▶ **WORK TO COMPLETE**
Pick out every line in the items below that contains the word "wall", paying attention to case, and copy each of those lines.

Records of labeled boxes
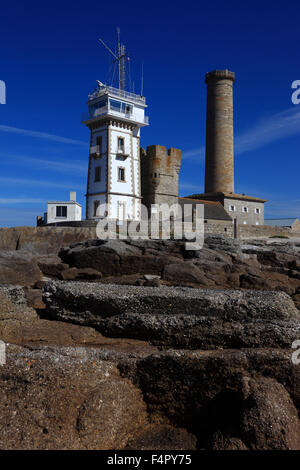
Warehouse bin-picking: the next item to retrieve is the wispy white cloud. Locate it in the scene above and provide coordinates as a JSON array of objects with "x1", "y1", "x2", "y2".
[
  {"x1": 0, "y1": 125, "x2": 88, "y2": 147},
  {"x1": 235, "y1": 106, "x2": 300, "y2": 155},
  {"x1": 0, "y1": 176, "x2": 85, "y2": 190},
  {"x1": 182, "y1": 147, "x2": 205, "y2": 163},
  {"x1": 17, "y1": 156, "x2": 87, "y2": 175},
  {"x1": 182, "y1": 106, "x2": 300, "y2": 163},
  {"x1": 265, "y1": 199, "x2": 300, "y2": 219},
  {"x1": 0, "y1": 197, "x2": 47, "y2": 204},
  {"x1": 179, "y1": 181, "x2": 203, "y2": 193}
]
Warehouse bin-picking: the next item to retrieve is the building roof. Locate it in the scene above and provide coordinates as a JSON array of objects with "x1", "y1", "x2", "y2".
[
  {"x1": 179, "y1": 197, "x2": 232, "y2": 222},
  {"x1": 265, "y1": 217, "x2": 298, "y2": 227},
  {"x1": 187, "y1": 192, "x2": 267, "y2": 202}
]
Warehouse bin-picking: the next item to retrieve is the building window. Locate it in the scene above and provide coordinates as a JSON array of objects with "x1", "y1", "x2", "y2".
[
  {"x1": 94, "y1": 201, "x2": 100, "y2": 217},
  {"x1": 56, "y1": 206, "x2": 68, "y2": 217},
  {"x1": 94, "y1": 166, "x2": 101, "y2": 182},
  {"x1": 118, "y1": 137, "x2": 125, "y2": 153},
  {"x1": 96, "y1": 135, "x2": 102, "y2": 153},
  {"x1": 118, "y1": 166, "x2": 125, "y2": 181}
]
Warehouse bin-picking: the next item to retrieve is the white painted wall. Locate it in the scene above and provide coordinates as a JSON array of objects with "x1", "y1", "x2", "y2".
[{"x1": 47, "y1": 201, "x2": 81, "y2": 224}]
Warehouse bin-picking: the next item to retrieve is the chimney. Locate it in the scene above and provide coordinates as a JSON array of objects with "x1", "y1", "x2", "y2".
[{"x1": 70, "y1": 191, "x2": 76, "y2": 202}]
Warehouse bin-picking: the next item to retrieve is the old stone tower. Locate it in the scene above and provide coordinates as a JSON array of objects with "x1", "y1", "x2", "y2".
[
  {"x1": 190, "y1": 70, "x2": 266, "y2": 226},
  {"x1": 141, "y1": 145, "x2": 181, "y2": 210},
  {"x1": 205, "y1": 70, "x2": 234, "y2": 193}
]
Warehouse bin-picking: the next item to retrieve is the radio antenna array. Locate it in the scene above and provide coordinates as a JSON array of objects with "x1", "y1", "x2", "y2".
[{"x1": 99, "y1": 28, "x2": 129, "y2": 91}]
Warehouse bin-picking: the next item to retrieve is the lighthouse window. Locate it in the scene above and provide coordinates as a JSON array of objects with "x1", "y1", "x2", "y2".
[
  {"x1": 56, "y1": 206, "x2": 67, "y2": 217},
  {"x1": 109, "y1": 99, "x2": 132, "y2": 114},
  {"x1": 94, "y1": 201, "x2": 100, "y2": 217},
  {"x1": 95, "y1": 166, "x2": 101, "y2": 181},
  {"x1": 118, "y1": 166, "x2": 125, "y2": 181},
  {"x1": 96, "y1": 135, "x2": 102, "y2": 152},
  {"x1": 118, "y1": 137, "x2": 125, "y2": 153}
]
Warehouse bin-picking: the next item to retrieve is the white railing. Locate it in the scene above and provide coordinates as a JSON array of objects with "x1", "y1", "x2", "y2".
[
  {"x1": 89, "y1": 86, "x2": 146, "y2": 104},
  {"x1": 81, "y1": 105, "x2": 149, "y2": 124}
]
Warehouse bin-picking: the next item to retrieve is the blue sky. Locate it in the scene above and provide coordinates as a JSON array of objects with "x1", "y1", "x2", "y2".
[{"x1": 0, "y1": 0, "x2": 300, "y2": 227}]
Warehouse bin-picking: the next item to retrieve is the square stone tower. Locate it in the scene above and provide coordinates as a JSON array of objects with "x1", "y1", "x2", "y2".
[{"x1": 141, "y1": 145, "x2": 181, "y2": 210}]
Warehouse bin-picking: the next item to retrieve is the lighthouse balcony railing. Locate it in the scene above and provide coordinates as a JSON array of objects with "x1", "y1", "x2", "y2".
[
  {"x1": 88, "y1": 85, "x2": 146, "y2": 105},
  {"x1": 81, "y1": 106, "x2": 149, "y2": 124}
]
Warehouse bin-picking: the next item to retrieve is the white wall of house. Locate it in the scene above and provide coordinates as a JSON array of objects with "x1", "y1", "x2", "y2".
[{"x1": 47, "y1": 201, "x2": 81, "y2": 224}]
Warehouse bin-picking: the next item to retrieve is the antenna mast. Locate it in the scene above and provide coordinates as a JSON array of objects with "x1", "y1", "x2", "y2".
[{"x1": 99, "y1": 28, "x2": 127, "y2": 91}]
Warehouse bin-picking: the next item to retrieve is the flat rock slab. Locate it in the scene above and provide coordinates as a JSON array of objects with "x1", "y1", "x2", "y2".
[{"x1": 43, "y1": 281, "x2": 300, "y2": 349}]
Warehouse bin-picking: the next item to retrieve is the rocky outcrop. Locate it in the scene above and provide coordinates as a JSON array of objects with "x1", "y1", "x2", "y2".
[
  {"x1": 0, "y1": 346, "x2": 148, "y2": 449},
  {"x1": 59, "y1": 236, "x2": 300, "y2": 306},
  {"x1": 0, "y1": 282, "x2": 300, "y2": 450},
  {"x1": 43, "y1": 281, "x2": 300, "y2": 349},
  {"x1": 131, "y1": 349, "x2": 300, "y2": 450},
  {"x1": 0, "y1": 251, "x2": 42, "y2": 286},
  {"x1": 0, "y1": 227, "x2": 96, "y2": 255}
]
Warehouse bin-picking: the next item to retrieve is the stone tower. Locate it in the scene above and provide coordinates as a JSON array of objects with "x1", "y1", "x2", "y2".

▶ **EXERCISE RESULT**
Warehouse bin-picking: the next item to retrieve is the white painted wall. Locate it in the scene above and provide coordinates as a JSON array of objects with "x1", "y1", "x2", "y2".
Warehouse bin-picking: the next item to retrieve is the white wall of house. Locate it in the scene above and provide coordinates as a JSON array of objects with "x1", "y1", "x2", "y2".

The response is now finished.